Problem details
Below are some records; each one is to be set down again exactly.

Extracted records
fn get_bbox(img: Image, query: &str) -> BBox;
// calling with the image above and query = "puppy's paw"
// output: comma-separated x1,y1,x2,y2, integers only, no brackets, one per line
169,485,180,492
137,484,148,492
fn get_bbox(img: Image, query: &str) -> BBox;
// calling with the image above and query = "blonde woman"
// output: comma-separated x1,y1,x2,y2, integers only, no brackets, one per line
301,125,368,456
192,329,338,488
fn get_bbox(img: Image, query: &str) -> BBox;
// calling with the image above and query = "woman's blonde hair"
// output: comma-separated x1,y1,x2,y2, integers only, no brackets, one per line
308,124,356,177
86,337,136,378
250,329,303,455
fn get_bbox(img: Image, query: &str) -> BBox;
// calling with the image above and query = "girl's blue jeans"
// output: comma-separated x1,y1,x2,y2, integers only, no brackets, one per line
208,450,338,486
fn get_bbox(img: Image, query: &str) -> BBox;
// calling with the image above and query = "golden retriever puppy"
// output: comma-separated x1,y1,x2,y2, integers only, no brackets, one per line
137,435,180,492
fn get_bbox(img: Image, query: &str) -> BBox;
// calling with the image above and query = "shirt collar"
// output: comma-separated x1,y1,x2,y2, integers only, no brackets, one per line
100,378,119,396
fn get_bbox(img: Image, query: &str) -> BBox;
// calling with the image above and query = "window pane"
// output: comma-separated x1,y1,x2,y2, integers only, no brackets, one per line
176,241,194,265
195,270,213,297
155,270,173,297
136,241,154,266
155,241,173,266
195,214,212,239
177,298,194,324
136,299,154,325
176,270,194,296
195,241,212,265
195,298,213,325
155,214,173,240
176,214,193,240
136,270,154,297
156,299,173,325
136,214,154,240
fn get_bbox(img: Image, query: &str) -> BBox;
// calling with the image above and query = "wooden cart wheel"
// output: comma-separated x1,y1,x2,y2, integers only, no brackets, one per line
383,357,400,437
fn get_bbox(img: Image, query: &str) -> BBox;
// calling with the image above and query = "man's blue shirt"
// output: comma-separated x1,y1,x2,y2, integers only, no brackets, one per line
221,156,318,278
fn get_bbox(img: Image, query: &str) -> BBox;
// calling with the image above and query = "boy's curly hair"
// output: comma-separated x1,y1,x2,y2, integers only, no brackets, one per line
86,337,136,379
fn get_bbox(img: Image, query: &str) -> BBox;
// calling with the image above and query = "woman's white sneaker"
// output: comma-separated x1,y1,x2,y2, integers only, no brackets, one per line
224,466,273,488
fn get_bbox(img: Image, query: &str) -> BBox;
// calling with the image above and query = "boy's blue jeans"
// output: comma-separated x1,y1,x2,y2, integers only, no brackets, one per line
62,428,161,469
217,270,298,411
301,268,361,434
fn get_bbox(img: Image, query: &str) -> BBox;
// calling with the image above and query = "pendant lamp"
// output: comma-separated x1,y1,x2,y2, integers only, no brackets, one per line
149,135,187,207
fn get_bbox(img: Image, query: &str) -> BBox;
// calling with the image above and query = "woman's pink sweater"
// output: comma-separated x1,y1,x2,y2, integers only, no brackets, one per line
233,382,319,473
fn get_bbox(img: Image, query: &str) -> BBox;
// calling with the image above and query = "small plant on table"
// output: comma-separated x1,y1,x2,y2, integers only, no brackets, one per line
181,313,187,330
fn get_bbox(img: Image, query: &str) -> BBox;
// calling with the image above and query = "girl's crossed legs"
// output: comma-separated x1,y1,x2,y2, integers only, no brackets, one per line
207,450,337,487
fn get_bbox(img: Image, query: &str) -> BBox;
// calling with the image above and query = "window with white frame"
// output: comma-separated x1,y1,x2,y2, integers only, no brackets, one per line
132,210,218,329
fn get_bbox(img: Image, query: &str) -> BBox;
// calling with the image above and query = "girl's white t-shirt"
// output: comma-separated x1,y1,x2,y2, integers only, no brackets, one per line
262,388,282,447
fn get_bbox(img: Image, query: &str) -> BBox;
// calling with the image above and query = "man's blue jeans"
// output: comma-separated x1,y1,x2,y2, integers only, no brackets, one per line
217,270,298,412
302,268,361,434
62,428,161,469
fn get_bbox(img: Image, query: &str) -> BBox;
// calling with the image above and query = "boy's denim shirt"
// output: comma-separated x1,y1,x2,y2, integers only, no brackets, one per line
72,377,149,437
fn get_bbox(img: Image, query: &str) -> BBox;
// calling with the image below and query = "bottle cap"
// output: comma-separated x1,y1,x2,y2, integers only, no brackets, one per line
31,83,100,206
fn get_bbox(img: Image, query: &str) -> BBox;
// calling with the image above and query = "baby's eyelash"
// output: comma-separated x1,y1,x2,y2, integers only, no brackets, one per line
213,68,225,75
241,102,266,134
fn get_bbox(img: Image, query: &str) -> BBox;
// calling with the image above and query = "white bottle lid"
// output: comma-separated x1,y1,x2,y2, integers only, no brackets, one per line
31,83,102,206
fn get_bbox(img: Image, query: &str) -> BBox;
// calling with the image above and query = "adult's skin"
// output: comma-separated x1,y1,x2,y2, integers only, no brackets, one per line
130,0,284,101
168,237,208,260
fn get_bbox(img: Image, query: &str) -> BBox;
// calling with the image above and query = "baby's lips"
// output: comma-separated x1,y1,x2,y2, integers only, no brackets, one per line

Answer to this problem
fn get_bbox(img: Image, query: &str) -> BBox;
// calling with the image above and query = "puppy's paw"
// output: comma-separated x1,y1,x2,y2, integers only, no brackets, one per line
169,485,180,492
137,484,148,492
fn get_bbox(img: Image, query: &str) -> BBox;
// calling with the image above and query = "blonde woman"
// output: comma-separated x1,y1,x2,y2, integers only, no brackets, one per line
301,125,368,456
192,329,338,488
fn get_bbox(img: Image, query: &str) -> BBox;
// calling with the image above and query = "woman's blonde hair"
// output: comma-separated x1,y1,x2,y2, integers only, no brackets, one per line
308,124,356,177
86,337,136,378
250,329,303,455
fn get_bbox(img: Image, query: &str) -> BBox;
// calling with the image above and query = "girl's blue jeans"
// output: comma-separated x1,y1,x2,y2, integers only, no brackets, one per line
208,450,338,486
fn get_bbox(img: Image, query: &str) -> BBox;
// calling with the image above and query = "golden retriever puppy"
// output: comma-separated x1,y1,x2,y2, integers only, no brackets, one per line
137,435,180,492
fn get_bbox(img: Image, query: &str) -> BBox;
// calling with the image above and query = "shirt collar"
// output: comma-separated x1,y1,x2,y2, integers only, no brackets, one per line
100,378,119,396
fn get_bbox(img: Image, query: &str) -> BBox;
// calling with the image above and query = "window pane"
// output: comma-separated x1,y1,x2,y2, integers only, no brackets, one per line
176,241,194,265
195,270,213,297
155,270,173,297
136,241,154,266
155,241,173,266
195,214,212,239
177,298,194,324
136,299,154,325
176,270,194,296
195,241,212,265
195,298,213,325
155,214,173,240
176,214,193,240
136,270,154,297
156,299,173,325
136,214,154,240
fn get_bbox(img: Image, query: &str) -> BBox;
// calling with the image above and query = "wooden cart wheel"
// output: comma-separated x1,y1,x2,y2, integers only, no brackets, one per line
383,357,400,437
fn get_bbox(img: Image, query: &str) -> BBox;
// calling with the image above and query = "man's blue shirt"
// output: comma-separated x1,y1,x2,y2, integers only, no brackets, one per line
221,156,318,278
fn get_bbox(img: Image, query: &str) -> BBox;
// calling with the image above and query = "boy's curly hair"
// output: comma-separated x1,y1,x2,y2, integers only, no brackets, one per line
86,337,136,379
fn get_bbox(img: Image, query: &str) -> BBox;
// calling with the image above and query = "woman's white sneaker"
// output: comma-separated x1,y1,x2,y2, integers only, no brackets, one per line
224,466,273,488
fn get_bbox(img: Image, query: &str) -> BBox;
// calling with the image above and query = "boy's blue jeans"
// output: comma-separated x1,y1,x2,y2, integers only, no brackets, one per line
62,428,161,469
217,270,298,411
301,268,361,434
fn get_bbox(img: Image, query: &str) -> BBox;
// calling with the image above and query = "pendant lamp"
// output: comma-separated x1,y1,x2,y2, integers only, no brackets, one per line
149,135,187,207
fn get_bbox(img: Image, query: &str) -> BBox;
// calling with the image above and query = "woman's pink sweater"
// output: comma-separated x1,y1,x2,y2, integers only, no brackets, one per line
233,382,319,473
fn get_bbox(img: Image, query: &str) -> BBox;
// calling with the image above and query = "small plant on table"
// output: comma-separated x1,y1,x2,y2, integers only, no brackets, one per line
181,313,187,330
fn get_bbox(img: Image, query: &str) -> BBox;
// calling with the image above and query = "girl's crossed legs"
// output: comma-separated x1,y1,x2,y2, integers only, no brackets, one per line
207,450,337,487
fn get_bbox(img: Image, query: &str) -> BBox;
// calling with the image above and query = "window with white frame"
// output: comma-separated x1,y1,x2,y2, integers only, no brackets, one per line
132,210,218,329
fn get_bbox(img: Image, query: &str) -> BBox;
// calling with the image above and query = "girl's white t-shirt"
// output: comma-separated x1,y1,x2,y2, integers only, no brackets, one per line
262,388,282,447
fn get_bbox(img: Image, query: &str) -> BBox;
// calling with the image above and query = "man's blue jeans"
// output: comma-separated x1,y1,x2,y2, integers only, no brackets, one per line
217,270,298,412
302,268,361,434
62,428,161,469
fn get_bbox(img: Image, query: &str) -> BBox;
// calling with the image above and query = "boy's denim shirt"
// output: comma-separated x1,y1,x2,y2, integers only, no brackets, one per line
72,377,149,437
fn get_bbox(img: Image, query: &str) -> BBox;
// calling with the image below and query = "bottle cap"
// output: comma-separated x1,y1,x2,y2, integers only, no brackets, one per line
31,83,100,206
fn get_bbox(img: Image, query: &str) -> BBox;
// calling with the image above and query = "baby's eyelash"
// output: comma-separated x1,y1,x2,y2, integers only, no brackets, one per line
213,68,225,75
241,102,266,134
fn get_bbox(img: Image, query: &str) -> BBox;
// calling with the image above and query = "white bottle lid"
// output: comma-separated x1,y1,x2,y2, integers only, no brackets, one per line
31,83,102,206
fn get_bbox(img: Image, query: &str) -> BBox;
// calling with the image above and query = "adult's skin"
// output: comma-separated x1,y1,x2,y2, integers only, no brackets, one per line
130,0,284,101
168,237,208,260
fn get_bbox(img: Image, query: &str) -> BBox;
// calling with the image above and query = "baby's lips"
// output: comma-separated x1,y1,x2,y2, integers only, no brackets, one per line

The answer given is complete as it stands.